→ EXERCISE TASK:
Can you write out each of these lines word for word, with nothing changed?

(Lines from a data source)
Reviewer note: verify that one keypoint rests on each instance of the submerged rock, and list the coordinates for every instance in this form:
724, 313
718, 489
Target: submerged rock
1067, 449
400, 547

→ EXPECTED ANSWER:
Reviewer note: verify that one keypoint rests on each instance of the submerged rock, and list the coordinates for every instance in this form:
724, 313
718, 489
Target: submerged rock
1067, 449
400, 547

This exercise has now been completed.